→ Working data:
○ ○ ○ ○ ○

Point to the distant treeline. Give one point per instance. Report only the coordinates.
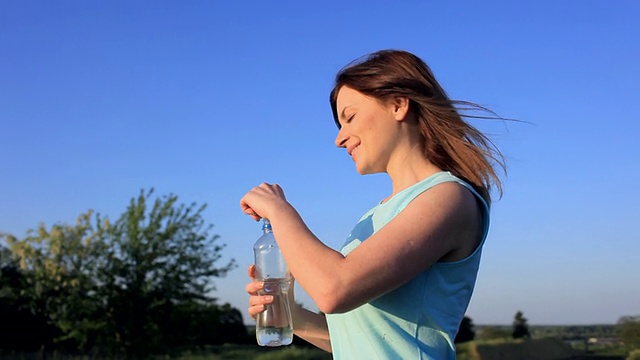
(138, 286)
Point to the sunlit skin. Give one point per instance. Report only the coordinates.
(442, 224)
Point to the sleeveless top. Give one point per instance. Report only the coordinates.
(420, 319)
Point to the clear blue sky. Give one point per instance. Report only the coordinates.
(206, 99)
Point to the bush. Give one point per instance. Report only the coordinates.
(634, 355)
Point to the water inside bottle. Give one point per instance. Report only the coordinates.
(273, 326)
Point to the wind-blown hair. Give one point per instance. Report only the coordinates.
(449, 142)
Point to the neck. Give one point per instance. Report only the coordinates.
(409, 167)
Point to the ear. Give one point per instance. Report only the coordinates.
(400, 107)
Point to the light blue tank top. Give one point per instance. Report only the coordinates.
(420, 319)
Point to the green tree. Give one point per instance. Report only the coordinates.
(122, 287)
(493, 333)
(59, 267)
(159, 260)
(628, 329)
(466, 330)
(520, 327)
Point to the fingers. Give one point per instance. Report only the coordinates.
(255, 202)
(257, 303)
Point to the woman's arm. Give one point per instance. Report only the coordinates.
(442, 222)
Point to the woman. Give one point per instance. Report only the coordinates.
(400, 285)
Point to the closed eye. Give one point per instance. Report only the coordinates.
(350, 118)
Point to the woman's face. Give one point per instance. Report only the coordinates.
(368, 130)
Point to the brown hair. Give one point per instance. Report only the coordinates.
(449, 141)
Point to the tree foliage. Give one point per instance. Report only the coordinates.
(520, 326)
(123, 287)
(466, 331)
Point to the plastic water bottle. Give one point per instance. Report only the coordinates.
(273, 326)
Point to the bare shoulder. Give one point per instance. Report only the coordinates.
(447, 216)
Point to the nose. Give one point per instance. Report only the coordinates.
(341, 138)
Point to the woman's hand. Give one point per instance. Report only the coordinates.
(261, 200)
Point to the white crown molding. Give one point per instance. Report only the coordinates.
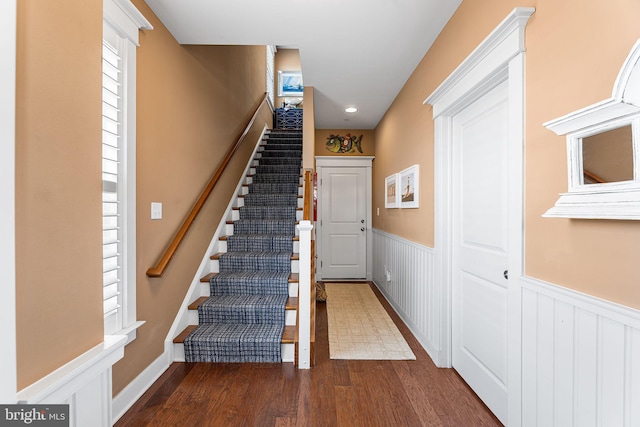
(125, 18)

○ ○ ○ ○ ○

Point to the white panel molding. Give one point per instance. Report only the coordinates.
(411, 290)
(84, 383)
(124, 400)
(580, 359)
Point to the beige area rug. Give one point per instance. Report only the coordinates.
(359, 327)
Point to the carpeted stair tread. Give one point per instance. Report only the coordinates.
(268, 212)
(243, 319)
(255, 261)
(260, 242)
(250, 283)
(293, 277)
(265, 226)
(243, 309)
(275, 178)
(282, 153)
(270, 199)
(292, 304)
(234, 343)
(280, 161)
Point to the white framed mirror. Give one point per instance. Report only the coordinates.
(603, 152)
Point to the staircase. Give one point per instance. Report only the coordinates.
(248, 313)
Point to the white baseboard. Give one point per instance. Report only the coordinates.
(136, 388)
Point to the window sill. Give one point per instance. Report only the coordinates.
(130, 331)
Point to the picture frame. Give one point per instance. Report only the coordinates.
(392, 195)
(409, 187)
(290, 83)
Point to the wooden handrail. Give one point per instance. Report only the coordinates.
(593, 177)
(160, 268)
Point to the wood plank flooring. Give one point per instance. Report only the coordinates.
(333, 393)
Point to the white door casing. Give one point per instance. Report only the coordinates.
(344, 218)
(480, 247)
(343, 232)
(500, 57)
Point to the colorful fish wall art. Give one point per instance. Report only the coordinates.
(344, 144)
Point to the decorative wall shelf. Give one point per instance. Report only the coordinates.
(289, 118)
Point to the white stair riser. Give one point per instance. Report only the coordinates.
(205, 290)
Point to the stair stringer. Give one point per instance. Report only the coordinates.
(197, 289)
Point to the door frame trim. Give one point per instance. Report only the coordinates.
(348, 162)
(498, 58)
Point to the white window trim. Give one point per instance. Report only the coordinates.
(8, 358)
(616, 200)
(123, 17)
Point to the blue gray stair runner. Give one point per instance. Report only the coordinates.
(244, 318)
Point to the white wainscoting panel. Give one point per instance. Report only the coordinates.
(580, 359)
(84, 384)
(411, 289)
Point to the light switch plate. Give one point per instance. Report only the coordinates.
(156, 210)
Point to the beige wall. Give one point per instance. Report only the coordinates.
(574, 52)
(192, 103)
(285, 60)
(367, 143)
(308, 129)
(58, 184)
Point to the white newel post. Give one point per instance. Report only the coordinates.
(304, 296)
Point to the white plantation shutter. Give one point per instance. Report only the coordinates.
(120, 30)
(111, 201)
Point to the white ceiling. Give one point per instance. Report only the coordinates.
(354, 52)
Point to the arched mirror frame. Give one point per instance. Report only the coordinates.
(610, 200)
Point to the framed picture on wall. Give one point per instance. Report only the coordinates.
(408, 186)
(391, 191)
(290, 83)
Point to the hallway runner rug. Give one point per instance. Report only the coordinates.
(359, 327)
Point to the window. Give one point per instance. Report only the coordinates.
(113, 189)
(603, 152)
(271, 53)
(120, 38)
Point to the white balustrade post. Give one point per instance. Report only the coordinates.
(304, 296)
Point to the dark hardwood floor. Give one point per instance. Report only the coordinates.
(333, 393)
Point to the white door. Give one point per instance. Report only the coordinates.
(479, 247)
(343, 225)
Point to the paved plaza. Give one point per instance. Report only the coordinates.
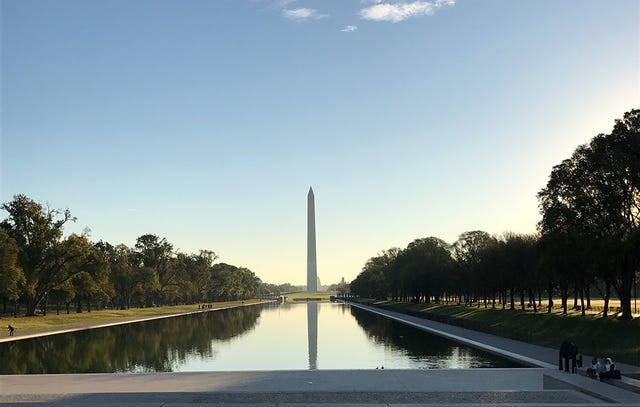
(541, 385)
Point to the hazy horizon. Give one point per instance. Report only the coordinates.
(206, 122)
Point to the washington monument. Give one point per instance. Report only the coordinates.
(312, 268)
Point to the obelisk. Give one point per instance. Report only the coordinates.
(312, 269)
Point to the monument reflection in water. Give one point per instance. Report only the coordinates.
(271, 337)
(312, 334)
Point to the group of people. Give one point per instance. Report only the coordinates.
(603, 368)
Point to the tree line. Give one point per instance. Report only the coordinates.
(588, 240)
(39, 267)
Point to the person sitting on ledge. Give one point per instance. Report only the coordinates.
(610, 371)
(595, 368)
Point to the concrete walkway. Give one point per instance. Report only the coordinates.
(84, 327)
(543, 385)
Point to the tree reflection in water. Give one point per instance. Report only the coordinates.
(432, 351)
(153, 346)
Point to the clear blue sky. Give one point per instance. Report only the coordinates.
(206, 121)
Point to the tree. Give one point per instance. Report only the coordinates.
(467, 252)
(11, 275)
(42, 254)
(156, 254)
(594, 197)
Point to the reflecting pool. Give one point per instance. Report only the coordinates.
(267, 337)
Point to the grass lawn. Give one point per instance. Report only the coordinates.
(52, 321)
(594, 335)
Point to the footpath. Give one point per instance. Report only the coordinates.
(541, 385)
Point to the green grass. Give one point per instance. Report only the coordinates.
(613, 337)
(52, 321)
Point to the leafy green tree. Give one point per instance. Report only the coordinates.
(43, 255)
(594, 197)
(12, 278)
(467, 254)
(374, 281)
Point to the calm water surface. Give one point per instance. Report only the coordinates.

○ ○ ○ ○ ○

→ Problem to work on:
Lay out the lines of the records, from the one containing "Point to the footpath." down to the one containing "Point to the calm", as a JSON list of strings with one string per line and no blank lines.

→ Exercise answer:
[
  "Point to the footpath. Give one point per instance. Report only the coordinates.",
  "(541, 385)",
  "Point to the green grass. Give one point per instance. Report only the coordinates.",
  "(613, 337)",
  "(52, 321)",
  "Point to the leafy green tree. Give one point per instance. Report only the coordinates.",
  "(43, 255)",
  "(594, 197)",
  "(12, 278)",
  "(467, 254)",
  "(374, 281)",
  "Point to the calm water surface. Give one point per instance. Report only the coordinates."
]